**Data records**
-------

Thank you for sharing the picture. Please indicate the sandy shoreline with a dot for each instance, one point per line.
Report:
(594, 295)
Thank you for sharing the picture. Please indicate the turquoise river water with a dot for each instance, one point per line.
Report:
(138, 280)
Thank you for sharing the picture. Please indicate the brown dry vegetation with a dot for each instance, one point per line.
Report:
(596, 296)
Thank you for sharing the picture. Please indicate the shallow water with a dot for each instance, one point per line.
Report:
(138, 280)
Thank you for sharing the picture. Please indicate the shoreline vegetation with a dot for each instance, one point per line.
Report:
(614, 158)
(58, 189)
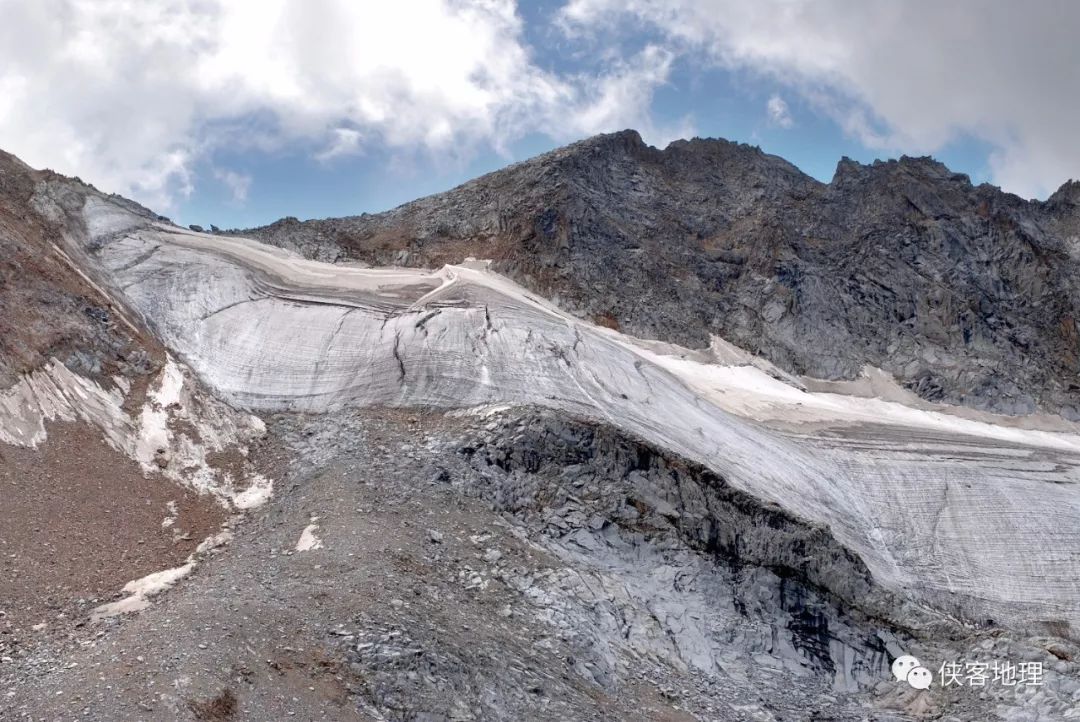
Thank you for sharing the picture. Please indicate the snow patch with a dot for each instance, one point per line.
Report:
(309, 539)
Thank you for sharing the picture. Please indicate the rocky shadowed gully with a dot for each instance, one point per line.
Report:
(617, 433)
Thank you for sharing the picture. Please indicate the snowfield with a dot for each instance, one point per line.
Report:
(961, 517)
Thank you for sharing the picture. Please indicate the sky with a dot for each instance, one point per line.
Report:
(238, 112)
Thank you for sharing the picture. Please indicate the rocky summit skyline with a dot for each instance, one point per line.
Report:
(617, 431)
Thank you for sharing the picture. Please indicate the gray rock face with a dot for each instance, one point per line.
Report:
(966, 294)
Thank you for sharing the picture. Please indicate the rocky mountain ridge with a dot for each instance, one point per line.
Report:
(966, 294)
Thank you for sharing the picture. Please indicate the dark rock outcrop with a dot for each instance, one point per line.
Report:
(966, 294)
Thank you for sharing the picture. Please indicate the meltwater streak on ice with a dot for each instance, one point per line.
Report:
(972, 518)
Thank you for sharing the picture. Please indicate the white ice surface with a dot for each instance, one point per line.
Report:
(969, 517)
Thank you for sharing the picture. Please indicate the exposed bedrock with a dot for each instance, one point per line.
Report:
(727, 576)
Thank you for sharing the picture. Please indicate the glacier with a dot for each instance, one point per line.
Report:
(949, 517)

-------

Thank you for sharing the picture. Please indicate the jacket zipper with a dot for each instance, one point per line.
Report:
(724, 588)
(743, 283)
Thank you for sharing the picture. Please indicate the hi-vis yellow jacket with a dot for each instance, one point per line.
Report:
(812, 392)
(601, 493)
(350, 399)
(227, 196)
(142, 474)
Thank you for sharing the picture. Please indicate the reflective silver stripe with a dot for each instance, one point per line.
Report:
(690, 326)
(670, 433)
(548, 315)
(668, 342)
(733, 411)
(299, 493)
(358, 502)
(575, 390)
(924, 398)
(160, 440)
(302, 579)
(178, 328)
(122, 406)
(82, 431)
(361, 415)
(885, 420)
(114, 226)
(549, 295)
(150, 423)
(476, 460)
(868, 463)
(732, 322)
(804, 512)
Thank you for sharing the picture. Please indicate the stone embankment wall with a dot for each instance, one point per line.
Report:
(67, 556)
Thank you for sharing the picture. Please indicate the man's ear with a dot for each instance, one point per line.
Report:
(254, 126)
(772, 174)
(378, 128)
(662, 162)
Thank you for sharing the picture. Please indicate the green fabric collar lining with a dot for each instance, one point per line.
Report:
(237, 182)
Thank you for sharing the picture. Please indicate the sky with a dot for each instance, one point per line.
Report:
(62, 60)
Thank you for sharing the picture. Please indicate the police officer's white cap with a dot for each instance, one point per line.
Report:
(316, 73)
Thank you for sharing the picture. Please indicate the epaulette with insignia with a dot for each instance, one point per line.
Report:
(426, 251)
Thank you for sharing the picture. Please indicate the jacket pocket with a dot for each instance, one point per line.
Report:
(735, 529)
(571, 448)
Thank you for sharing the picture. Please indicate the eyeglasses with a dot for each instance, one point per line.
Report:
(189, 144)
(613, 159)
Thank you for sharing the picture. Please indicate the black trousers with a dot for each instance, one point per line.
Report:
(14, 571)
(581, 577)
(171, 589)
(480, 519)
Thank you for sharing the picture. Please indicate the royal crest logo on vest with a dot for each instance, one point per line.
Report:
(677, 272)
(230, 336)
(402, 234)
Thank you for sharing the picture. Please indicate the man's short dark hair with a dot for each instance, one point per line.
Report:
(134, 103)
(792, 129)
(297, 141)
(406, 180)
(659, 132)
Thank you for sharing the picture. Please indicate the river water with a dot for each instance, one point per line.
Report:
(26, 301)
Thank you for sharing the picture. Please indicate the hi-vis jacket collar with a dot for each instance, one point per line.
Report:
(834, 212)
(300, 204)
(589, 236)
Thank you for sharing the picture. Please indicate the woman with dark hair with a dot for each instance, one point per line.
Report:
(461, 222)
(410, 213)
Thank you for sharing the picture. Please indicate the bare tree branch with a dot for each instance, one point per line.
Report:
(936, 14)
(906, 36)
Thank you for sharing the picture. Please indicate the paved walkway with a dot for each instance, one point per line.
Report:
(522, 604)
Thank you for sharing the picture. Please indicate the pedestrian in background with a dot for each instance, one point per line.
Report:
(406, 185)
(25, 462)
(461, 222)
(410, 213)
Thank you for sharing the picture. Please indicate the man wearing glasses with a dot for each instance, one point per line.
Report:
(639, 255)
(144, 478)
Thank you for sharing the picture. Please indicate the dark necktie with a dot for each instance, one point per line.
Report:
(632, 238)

-------

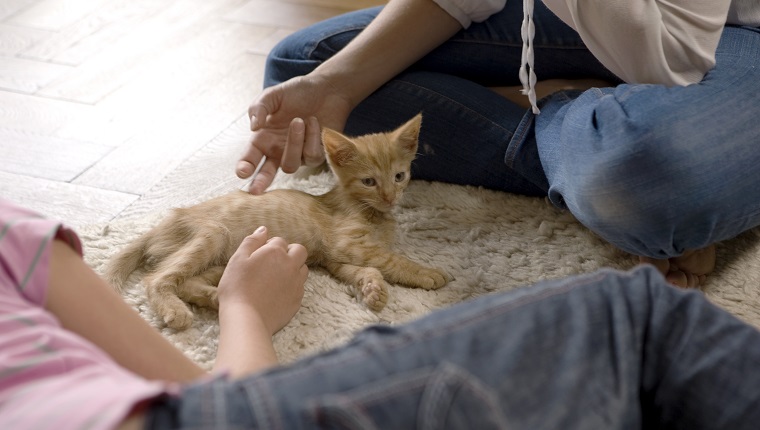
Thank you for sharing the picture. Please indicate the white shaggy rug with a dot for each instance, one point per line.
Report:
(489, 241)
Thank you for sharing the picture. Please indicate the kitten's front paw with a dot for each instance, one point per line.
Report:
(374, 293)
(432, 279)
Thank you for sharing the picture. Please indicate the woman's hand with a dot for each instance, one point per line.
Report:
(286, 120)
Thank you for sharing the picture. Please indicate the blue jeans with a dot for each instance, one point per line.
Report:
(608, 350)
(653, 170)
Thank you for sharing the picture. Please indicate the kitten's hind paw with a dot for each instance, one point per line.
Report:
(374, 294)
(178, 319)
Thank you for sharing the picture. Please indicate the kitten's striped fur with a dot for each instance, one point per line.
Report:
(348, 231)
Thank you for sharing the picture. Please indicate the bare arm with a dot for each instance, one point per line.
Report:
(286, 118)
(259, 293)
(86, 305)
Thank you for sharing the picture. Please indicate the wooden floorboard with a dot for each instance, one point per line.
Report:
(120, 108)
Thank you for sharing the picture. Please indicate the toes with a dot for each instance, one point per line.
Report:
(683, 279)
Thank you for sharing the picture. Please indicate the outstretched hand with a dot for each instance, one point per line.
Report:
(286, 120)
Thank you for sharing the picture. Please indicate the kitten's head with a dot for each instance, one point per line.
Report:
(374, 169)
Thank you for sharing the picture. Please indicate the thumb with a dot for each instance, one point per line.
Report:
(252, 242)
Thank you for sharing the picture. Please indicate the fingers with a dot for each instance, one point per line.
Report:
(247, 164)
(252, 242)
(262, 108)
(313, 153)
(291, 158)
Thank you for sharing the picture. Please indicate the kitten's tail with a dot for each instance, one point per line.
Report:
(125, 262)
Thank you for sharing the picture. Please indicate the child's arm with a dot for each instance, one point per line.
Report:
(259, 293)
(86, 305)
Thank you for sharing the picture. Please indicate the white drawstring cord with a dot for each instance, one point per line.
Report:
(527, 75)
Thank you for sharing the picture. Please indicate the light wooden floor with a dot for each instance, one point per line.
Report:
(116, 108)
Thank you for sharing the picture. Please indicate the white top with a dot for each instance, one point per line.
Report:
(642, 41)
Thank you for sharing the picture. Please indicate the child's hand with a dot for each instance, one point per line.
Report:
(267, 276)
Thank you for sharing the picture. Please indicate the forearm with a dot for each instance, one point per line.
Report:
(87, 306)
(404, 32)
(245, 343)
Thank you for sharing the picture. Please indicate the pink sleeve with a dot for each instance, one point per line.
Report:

-------

**WORK ITEM**
Each line in the entries above that includes the string "shoreline" should be extracted.

**RESPONSE TO THIS EXERCISE**
Thank you for sharing the picture. Please indicate the sandy shoreline with a dot for each instance, one point per line.
Thank you for sharing the picture. Please indicate the shoreline vegetation with a dot for each instance, one point per line.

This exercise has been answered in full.